### EXCERPT PROVIDED
#####

Your Pros with Cons in them:
-My sex life is just fine! Jerking off, sex with my bf, its all good! I'm definitely hornier than before, so now not only do I want to have sex more, but I jerk off quite often as well. I had to learn to scale myself back, Id jerk off so much I would rub myself raw! I don't have drying issues, but even if I did, I use lube anyway, so its not a problem for me.
-I'd advise you to re-learn how to sing in your new voice once it starts settling down into whatever range you end up in. Since you're a singer, I"m sure you have people you know who can help you re-learn your new range.
-I don't mind my new body hair. My arms are definitely more hairy, which I love! My legs have never been very hairy, and what new hair I have is mostly on my lower legs. I don't care, I like it. I have new hair in "other places" too, but as long as I don't have hair growing out of my nose or ears, I really don't care.

#####

### TASKS FOR THIS EXERCISE
1 - Shorten the pros-and-cons paragraph that begins "I don't mind my new body hair" into a bulleted list, keeping its main facts.
2 - Translate this sentence from the pros-and-cons text into Spanish: "My arms are definitely more hairy, which I love!"
3 - Please carry on the pros-and-cons text from the point where it stops, in the same voice and style.

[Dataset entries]
#####

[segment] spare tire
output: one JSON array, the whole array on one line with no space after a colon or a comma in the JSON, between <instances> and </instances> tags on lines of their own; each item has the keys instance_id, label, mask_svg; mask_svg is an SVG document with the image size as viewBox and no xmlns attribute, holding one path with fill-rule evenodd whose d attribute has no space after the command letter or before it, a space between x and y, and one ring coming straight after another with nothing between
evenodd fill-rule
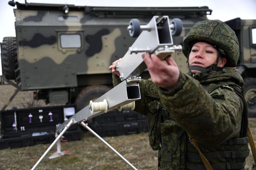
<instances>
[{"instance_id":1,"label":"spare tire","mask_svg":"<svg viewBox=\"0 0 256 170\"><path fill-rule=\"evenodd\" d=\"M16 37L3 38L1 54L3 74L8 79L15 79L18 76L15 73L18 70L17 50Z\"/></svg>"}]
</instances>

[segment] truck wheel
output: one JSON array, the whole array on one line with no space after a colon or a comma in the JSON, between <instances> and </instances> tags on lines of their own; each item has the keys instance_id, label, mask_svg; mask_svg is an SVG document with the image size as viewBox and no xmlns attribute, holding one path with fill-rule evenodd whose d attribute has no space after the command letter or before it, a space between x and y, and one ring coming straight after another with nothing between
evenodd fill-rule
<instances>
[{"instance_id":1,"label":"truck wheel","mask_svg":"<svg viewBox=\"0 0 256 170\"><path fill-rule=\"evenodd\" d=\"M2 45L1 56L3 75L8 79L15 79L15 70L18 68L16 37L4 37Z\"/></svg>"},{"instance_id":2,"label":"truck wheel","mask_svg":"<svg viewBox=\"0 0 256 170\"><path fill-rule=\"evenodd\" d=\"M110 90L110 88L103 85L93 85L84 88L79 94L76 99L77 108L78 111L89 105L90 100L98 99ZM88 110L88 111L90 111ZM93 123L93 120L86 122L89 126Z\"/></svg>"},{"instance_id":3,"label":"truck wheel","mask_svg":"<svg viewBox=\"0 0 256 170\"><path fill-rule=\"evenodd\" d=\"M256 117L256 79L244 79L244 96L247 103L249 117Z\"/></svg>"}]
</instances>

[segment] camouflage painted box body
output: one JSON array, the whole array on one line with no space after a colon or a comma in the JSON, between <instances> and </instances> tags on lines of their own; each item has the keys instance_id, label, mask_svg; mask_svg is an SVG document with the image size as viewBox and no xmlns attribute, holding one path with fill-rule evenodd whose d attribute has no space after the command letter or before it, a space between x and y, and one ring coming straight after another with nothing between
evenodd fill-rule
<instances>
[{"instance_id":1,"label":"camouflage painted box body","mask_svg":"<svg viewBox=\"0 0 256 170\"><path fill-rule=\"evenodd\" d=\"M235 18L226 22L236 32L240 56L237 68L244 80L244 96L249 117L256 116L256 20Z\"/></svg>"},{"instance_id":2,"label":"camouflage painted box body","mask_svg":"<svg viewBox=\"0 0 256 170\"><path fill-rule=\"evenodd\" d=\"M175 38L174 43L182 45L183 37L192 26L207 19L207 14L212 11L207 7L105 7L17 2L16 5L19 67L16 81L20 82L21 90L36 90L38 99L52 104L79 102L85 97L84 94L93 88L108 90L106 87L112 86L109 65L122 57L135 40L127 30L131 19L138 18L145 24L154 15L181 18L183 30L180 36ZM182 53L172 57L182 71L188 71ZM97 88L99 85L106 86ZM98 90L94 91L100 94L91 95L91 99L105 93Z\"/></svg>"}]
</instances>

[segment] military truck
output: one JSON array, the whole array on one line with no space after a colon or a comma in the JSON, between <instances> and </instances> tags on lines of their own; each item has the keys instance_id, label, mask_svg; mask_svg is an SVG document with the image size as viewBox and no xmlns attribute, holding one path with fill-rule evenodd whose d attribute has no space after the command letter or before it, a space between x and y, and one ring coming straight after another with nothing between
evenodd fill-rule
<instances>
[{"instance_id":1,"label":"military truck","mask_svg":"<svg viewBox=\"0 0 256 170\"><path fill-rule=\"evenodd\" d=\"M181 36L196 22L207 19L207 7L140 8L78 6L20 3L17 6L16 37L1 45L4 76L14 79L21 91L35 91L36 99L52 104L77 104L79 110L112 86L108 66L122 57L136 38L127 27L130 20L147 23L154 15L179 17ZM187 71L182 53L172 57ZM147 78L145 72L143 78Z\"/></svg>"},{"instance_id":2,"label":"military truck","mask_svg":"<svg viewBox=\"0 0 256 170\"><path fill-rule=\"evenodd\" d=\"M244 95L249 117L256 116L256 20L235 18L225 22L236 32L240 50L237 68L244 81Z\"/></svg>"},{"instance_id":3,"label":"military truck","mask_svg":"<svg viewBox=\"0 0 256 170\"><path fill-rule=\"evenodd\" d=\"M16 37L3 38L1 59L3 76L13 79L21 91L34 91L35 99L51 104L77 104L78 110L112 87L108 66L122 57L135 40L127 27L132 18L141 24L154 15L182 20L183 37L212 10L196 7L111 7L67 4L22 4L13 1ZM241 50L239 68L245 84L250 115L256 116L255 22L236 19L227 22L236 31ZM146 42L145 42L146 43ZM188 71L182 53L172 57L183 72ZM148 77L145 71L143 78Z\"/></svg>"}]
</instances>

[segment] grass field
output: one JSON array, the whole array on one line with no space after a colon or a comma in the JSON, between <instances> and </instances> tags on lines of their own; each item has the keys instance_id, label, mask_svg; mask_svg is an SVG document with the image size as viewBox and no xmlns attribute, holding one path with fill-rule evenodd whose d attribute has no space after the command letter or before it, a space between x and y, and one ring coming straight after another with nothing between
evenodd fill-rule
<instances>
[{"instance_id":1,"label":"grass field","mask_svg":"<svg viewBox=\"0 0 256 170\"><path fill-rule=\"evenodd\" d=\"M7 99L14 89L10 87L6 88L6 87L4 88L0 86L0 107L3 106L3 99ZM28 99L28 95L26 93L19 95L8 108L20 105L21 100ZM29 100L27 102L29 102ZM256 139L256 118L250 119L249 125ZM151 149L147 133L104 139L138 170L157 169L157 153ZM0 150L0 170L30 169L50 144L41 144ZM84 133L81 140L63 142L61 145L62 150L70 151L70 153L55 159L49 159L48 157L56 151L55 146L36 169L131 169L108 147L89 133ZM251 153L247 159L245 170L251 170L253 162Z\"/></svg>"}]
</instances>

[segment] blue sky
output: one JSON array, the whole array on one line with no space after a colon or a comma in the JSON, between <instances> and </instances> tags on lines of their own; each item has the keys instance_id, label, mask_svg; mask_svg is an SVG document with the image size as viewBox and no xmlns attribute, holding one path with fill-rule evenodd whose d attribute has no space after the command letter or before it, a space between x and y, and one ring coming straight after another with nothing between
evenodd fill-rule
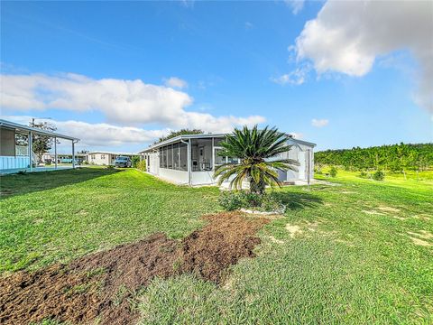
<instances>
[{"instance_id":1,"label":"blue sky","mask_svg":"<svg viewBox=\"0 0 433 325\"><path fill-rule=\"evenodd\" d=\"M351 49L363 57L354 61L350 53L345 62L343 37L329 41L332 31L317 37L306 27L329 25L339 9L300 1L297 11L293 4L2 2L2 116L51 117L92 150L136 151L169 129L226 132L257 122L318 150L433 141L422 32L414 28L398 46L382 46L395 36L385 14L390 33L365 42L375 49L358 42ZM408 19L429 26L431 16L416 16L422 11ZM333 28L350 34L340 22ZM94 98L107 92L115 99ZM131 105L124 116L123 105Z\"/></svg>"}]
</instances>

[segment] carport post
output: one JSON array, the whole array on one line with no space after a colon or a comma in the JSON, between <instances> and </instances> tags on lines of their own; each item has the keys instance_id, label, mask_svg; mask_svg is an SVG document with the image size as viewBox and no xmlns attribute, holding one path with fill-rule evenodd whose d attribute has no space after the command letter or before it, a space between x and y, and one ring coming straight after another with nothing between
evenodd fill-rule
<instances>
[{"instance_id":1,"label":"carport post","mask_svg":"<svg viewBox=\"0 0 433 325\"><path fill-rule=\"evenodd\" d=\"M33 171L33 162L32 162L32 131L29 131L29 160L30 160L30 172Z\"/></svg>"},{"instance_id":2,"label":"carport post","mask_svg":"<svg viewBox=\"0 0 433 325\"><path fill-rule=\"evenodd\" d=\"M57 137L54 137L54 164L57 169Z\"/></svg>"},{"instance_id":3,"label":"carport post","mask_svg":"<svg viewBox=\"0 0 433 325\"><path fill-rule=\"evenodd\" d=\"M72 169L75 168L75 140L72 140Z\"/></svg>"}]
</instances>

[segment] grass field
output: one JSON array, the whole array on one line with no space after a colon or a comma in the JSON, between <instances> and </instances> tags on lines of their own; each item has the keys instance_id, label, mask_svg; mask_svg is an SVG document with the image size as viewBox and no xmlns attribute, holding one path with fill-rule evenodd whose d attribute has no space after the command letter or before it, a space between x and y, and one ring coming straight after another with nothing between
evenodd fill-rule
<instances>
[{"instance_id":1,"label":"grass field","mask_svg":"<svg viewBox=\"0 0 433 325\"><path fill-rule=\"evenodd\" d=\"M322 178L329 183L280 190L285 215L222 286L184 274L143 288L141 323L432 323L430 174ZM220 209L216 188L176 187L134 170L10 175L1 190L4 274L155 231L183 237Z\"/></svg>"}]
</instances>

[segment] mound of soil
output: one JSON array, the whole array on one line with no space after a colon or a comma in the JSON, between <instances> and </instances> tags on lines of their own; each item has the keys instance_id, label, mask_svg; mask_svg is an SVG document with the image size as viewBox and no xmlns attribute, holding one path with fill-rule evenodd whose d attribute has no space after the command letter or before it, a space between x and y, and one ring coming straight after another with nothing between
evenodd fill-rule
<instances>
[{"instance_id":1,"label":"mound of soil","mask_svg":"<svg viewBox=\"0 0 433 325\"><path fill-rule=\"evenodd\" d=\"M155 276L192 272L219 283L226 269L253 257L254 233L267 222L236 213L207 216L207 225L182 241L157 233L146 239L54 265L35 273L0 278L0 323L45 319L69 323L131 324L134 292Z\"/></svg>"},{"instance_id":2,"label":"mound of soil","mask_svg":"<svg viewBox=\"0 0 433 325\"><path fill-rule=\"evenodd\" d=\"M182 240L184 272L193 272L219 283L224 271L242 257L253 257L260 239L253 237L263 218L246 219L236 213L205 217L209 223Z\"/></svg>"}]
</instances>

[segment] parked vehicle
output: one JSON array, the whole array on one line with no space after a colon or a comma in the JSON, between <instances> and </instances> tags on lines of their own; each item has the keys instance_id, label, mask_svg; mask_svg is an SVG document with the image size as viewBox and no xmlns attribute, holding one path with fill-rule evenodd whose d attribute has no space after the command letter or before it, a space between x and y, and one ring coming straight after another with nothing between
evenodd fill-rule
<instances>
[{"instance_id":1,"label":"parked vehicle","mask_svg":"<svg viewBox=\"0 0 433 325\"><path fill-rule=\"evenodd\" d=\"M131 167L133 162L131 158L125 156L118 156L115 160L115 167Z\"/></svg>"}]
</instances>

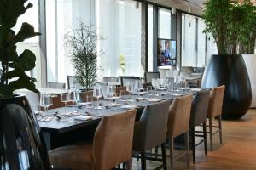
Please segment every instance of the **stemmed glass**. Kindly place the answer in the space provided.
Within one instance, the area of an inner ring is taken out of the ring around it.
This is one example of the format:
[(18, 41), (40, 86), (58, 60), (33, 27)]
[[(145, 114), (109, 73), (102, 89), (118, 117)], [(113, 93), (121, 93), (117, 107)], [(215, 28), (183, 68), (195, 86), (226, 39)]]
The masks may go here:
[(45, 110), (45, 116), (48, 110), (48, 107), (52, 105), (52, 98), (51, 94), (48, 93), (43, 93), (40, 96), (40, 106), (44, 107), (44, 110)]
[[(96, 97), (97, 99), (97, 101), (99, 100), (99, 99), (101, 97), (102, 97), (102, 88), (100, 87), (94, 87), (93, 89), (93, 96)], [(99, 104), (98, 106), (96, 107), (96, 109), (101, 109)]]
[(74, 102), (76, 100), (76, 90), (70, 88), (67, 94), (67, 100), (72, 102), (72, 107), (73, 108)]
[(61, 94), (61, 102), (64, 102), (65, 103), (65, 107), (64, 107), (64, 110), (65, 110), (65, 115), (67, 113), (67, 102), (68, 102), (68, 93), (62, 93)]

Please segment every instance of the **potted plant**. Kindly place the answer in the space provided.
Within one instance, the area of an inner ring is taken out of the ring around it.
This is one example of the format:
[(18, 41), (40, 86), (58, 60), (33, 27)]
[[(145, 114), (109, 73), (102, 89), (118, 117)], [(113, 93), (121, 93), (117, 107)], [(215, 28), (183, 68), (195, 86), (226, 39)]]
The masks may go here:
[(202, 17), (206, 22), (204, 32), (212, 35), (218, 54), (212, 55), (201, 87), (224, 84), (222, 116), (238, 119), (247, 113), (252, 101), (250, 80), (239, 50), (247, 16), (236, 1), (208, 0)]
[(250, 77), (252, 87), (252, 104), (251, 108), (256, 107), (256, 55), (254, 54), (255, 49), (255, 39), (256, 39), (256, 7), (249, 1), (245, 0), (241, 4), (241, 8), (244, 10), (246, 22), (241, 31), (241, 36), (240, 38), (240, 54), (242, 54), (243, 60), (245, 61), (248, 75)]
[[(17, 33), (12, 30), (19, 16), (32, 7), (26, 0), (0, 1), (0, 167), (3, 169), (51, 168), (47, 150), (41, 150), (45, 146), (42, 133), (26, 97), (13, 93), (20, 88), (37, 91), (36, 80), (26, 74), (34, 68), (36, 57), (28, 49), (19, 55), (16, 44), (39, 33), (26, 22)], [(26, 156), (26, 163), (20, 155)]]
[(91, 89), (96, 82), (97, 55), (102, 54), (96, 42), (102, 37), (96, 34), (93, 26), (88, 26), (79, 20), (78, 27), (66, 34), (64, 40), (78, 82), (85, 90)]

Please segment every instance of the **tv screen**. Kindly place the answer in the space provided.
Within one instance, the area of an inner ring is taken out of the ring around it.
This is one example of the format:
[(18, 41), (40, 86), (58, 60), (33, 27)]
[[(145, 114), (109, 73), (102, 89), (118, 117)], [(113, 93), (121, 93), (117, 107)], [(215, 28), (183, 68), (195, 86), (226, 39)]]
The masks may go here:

#####

### TASK RESPONSES
1 -
- My new body hair doesn't bother me.
- My arms are hairier now, and I love it.
- My legs were never very hairy; the new hair is mostly on my lower legs, and I like it.
- I have new hair in "other places" too, which I don't care about as long as none grows out of my nose or ears.

2 - ¡Mis brazos definitivamente tienen más vello, y eso me encanta!

3 -
Honestly, by the time most of these changes began, I was so happy to have proof that I was transitioning, I didn't really care! And like you said, you can always stop taking T. I was prescribed Androgel, so I don't have to worry about needles. The irreversible stuff is fine, I HATE being seen as female, so being read as male is wonderful!
I plan on having top surgery someday. I'm currently doing my research as to what will be best for me, with the hopes that maybe in a year or so I'll be having it. Bottom surgery I'm not so sure I'll have, but it doesn't stop me from doing a bit of research in it anyways.
Either way you decide, realize that NO ONE is pressing you to do what you don't want to do! Take your time, do the research, ask questions, ask opinions, and do what's best for YOU, and no one else!
Good luck!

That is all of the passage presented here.